Ejercicios propuestos:
1 > Según el pasaje sobre la Hispania romana y visigoda, ¿en qué año se convirtió al catolicismo el rey Recaredo?
2 > Sustituye "guerra civil" por "lucha interna" en el fragmento del pasaje sobre la Hispania romana y visigoda que empieza con las palabras que contienen "El sistema político" y acaba con "de sus habitantes.", y escríbelo de nuevo.

Pasaje del ejercicio:
La época temprana del imperio también produjo varios hispanorromanos ilustres, entre ellos Séneca—filósofo del estoicismo—, el orador Quintiliano y dos emperadores: Trajano y su sucesor Adriano. Estas personas se hicieron famosas todas, sin embargo, no en Hispania sino en Roma y allí se quedaron después de emigrar: el atractivo de la gran metrópolis era mucho mayor para los ambiciosos que el de las provincias. Una excepción es Marcial (nacido en una ciudad de la actual provincia de Zaragoza) que como poeta célebre en Roma escribió versos expresando orgullo de sus orígenes y volvió a su tierra natal antes de morir.

Al final del siglo II, sin embargo, la suerte del Imperio cambia y pasa por una larga época de conflictos internos. La ascendente religión cristiana es un factor muy importante en este proceso también. No se sabe exactamente cuándo llegó el cristianismo a la Península Ibérica, pero hubo seguramente cristianos ya en el siglo II. Tras la legalización del cristianismo por el Emperador Constantino en 313, cobró legitimidad hasta convertirse en religión oficial del Estado (con la prohibición del culto a los dioses paganos) en 392 bajo el emperador Teodosio.

Las invasiones germanas

El período tras la muerte de Teodosio marca el debilitamiento y caída final del imperio occidental tras los conflictos con los pueblos bárbaros en el siglo V. (El imperio oriental, también conocido por el nombre de Bizancio, seguiría en pie hasta la conquista de Constantinopla en 1453 por los turcos otomanos.) En Hispania, tres grupos se aprovecharon del momento de inestabilidad a principios del siglo V para ocupar lugares de la península: los alanos, los suevos, y los vándalos. Pero el grupo que tendría un impacto mayor en Hispania fue los visigodos (o “godos occidentales”). Los visigodos tomaron posesión del sur de Galia (el sur de lo que hoy es Francia) pero la invasión de los francos de Galia obligó a los visigodos a huir a Hispania, donde se establecieron definitivamente a principios del siglo VI. Los visigodos establecieron la capital permanente de la monarquía visigoda en la céntrica ciudad de Toletum (Toledo).

Los visigodos siempre constituyeron una minoría pequeñísima entre la población hispanorromana. Su adhesión a la secta cristiana del arrianismo también los distinguió de la población local, que siguió el dogma católico de Roma. Las tensiones entre la Iglesia hispanorromana y los visigodos arrianos se acabaron con la conversión al catolicismo del rey Recaredo en 587 y la imposición del catolicismo como dogma oficial del reino.

El siglo VII presenció la producción en la Hispania visigoda de dos textos que tendrían una gran trascendencia cultural. El primero fue la monumental obra del obispo hispanorromano Isidoro de Sevilla (c. 560-636) conocida como las Etimologías, un resumen de todas las ramas del saber clásico—desde la gramática hasta las ciencias naturales—con un análisis de la etimología de los términos básicos de cada campo. Sirvió como obra de referencia fundamental durante siglos, hasta bien entrado el Renacimiento. El segundo texto fue una recopilación en el año 654 de las leyes del reino conocida como Liber iudiciorum (“Libro de los juicios”), llevada a cabo bajo el rey visigodo Recesvinto y que proveyó un código jurídico que aplicó tanto a visigodos como a hispanorromanos.

El sistema político de los visigodos, basado en una monarquía electiva (según la tradición germana), se prestaba a la inestabilidad institucional a pesar de esfuerzos unificadores como el Liber iudiciorum. A principios del siglo VIII, una guerra civil sobre la sucesión al trono visigodo propició la intervención de un ejército foráneo en el conflicto. La invasión de la Península Ibérica en 711 por un ejército del norte de África, compuesto en su mayoría de soldados beréberes y liderado por caudillos árabes, marcó el comienzo de otra época en la historia de este territorio, lo cual supuso grandes cambios sociales, políticos, económicos y culturales en la vida de sus habitantes.

Listado extraído:
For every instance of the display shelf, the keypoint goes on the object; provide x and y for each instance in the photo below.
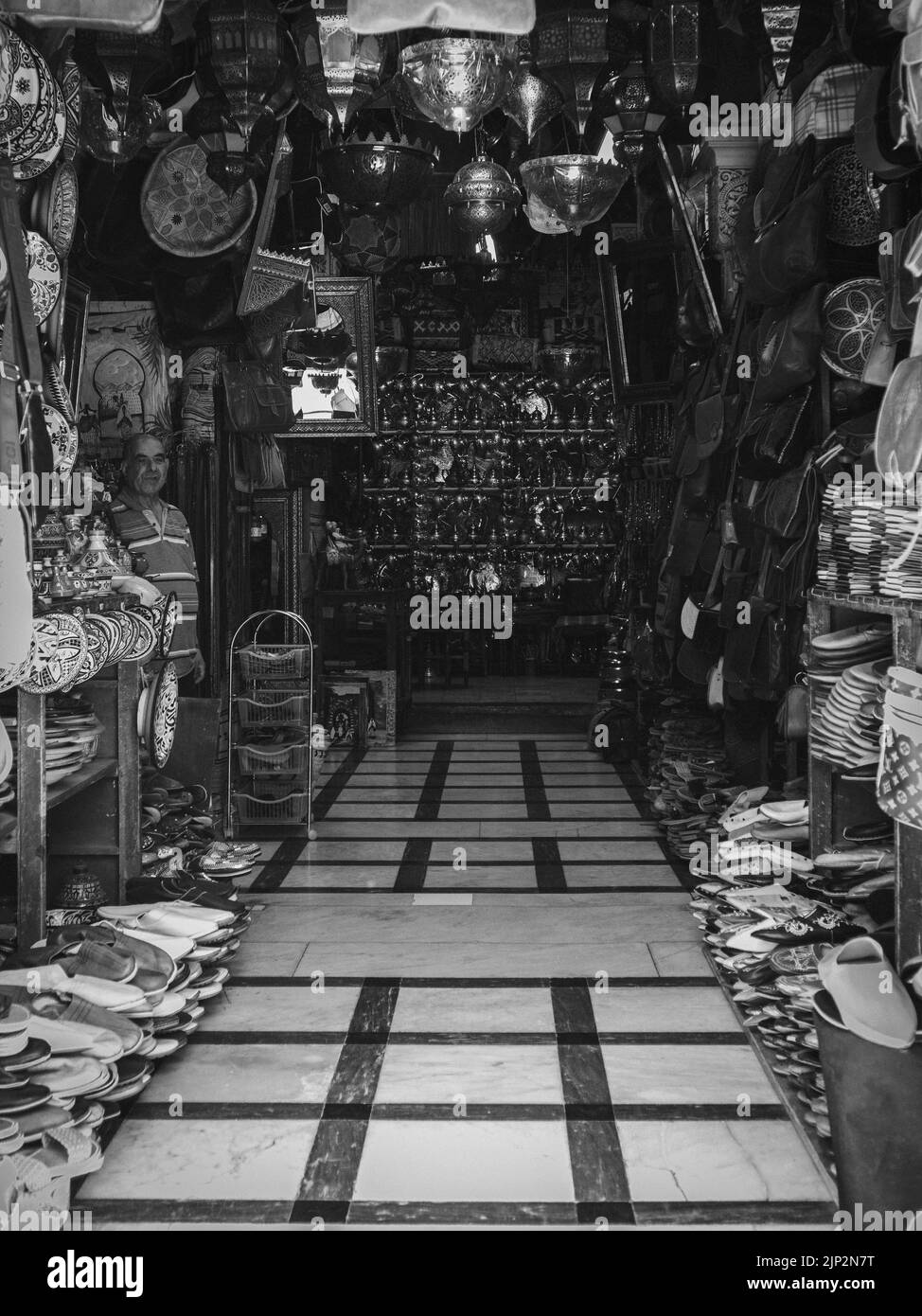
(98, 770)
(834, 802)
(820, 1149)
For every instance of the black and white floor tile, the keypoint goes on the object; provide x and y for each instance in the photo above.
(478, 998)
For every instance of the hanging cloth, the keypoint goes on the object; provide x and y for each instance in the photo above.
(377, 16)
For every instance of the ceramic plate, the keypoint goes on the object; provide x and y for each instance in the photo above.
(64, 439)
(46, 133)
(61, 651)
(19, 110)
(54, 208)
(162, 709)
(185, 211)
(44, 276)
(146, 638)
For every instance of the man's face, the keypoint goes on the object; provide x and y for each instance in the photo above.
(146, 468)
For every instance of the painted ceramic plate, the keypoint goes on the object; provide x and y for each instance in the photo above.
(64, 439)
(19, 110)
(185, 211)
(44, 276)
(98, 638)
(162, 709)
(40, 146)
(146, 638)
(61, 651)
(54, 208)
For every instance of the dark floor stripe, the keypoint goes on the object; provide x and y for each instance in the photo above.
(316, 1038)
(329, 791)
(547, 863)
(412, 871)
(426, 809)
(358, 1112)
(596, 1158)
(473, 984)
(536, 800)
(334, 1158)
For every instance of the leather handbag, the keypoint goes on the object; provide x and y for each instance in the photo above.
(789, 344)
(254, 400)
(716, 415)
(898, 432)
(776, 437)
(793, 714)
(788, 253)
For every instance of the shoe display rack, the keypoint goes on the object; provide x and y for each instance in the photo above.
(91, 815)
(837, 803)
(270, 731)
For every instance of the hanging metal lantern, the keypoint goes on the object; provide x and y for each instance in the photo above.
(338, 70)
(571, 50)
(633, 122)
(532, 101)
(117, 68)
(482, 198)
(676, 47)
(575, 188)
(378, 170)
(239, 58)
(455, 80)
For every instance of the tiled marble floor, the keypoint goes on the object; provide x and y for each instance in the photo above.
(478, 998)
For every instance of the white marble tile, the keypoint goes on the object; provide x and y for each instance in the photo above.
(475, 809)
(483, 878)
(458, 1161)
(280, 1009)
(716, 1161)
(621, 874)
(679, 960)
(345, 876)
(473, 1076)
(246, 1073)
(663, 1009)
(267, 958)
(476, 960)
(700, 1074)
(473, 1009)
(594, 809)
(371, 852)
(612, 852)
(479, 852)
(183, 1160)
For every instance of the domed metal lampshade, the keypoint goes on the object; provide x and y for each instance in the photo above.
(633, 120)
(575, 188)
(374, 171)
(455, 80)
(573, 47)
(681, 49)
(532, 101)
(482, 198)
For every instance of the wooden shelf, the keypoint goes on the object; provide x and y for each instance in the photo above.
(100, 770)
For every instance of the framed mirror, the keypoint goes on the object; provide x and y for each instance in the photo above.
(639, 303)
(331, 364)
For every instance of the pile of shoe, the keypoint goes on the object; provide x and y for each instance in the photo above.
(861, 539)
(87, 1012)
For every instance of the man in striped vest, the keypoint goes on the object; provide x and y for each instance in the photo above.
(157, 529)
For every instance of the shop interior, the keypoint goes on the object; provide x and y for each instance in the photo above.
(461, 562)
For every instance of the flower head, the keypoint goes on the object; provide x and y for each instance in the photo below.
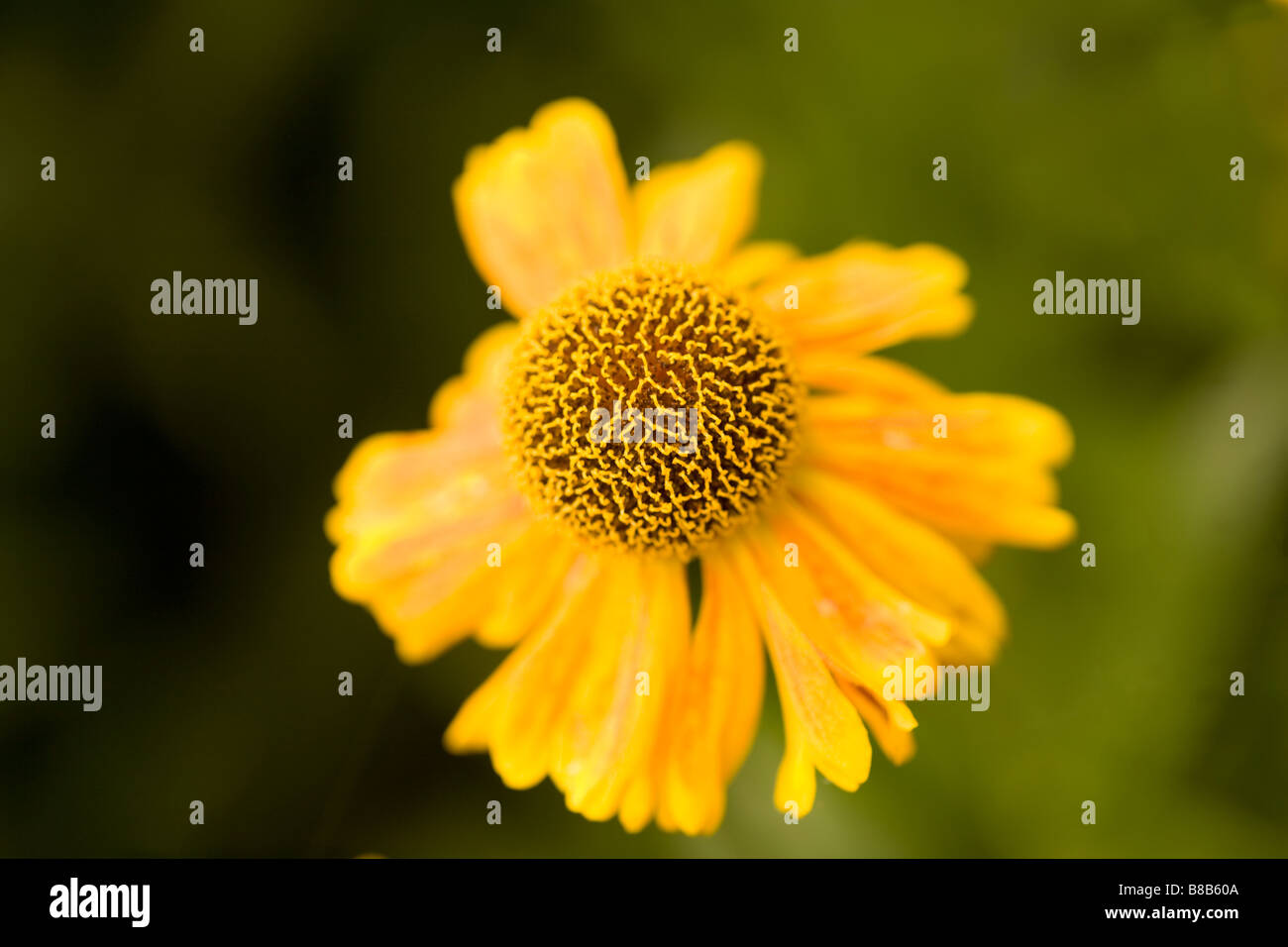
(670, 393)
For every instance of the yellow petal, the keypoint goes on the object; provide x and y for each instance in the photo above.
(822, 727)
(531, 574)
(974, 466)
(416, 514)
(544, 206)
(866, 296)
(719, 705)
(912, 558)
(892, 731)
(696, 211)
(632, 667)
(532, 705)
(755, 262)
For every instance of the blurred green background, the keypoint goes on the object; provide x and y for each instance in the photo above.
(220, 684)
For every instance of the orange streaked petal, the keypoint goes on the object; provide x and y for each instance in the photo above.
(544, 206)
(867, 296)
(912, 558)
(823, 728)
(697, 211)
(719, 706)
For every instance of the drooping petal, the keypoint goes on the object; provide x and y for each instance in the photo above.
(975, 466)
(823, 729)
(697, 211)
(544, 206)
(717, 709)
(867, 296)
(419, 514)
(754, 262)
(912, 558)
(631, 671)
(522, 709)
(890, 728)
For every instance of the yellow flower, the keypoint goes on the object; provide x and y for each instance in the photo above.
(829, 515)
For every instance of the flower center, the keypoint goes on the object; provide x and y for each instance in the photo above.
(648, 411)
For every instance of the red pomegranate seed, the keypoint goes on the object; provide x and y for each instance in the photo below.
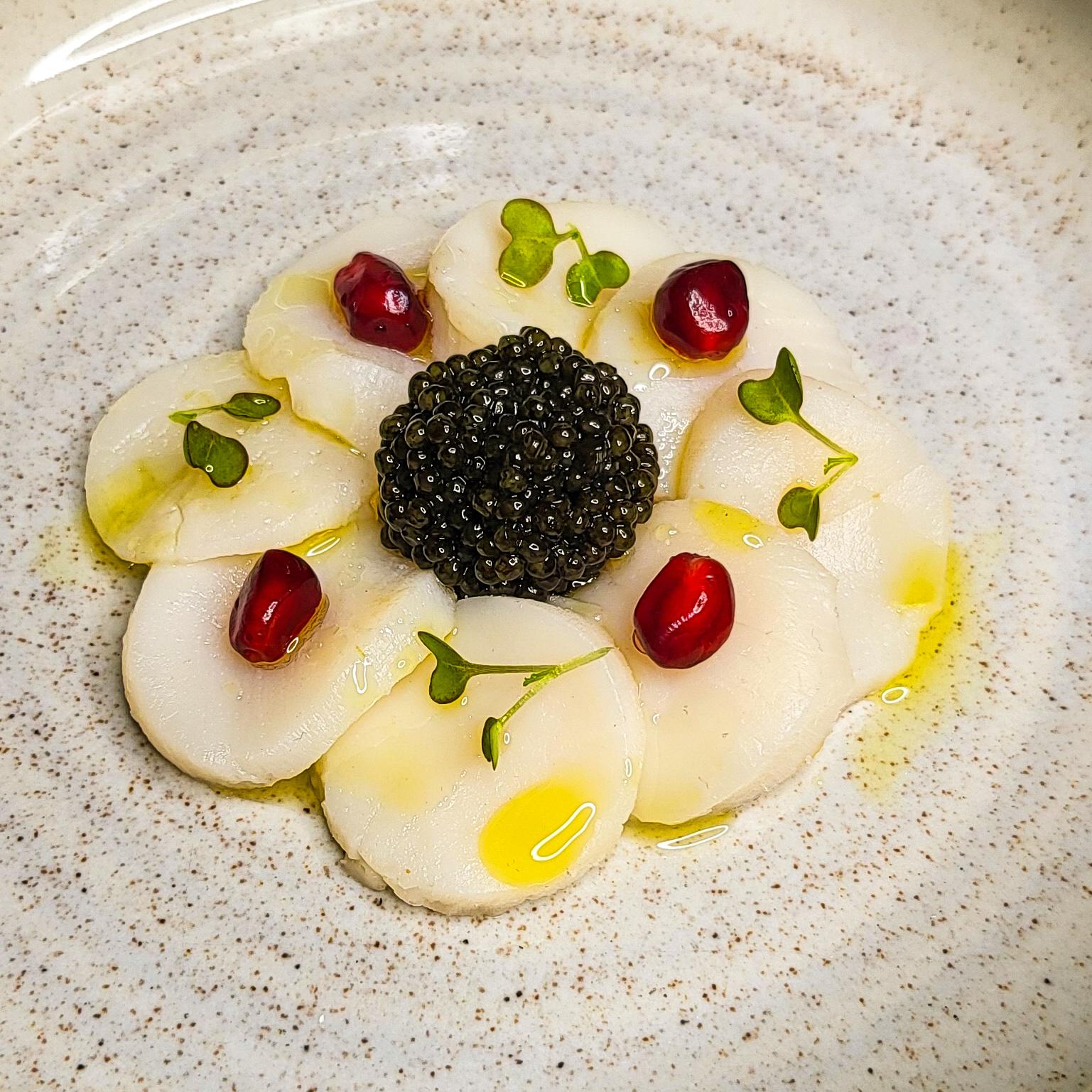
(701, 309)
(276, 610)
(686, 614)
(380, 305)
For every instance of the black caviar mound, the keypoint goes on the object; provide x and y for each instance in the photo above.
(518, 470)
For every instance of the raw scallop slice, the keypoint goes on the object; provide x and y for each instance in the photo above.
(296, 333)
(410, 795)
(482, 308)
(740, 723)
(221, 719)
(673, 390)
(150, 506)
(884, 528)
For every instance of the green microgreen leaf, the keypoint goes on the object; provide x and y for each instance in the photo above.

Soluciones del ejercicio:
1 > En 587.

2 >
El sistema político de los visigodos, basado en una monarquía electiva (según la tradición germana), se prestaba a la inestabilidad institucional a pesar de esfuerzos unificadores como el Liber iudiciorum. A principios del siglo VIII, una lucha interna sobre la sucesión al trono visigodo propició la intervención de un ejército foráneo en el conflicto. La invasión de la Península Ibérica en 711 por un ejército del norte de África, compuesto en su mayoría de soldados beréberes y liderado por caudillos árabes, marcó el comienzo de otra época en la historia de este territorio, lo cual supuso grandes cambios sociales, políticos, económicos y culturales en la vida de sus habitantes.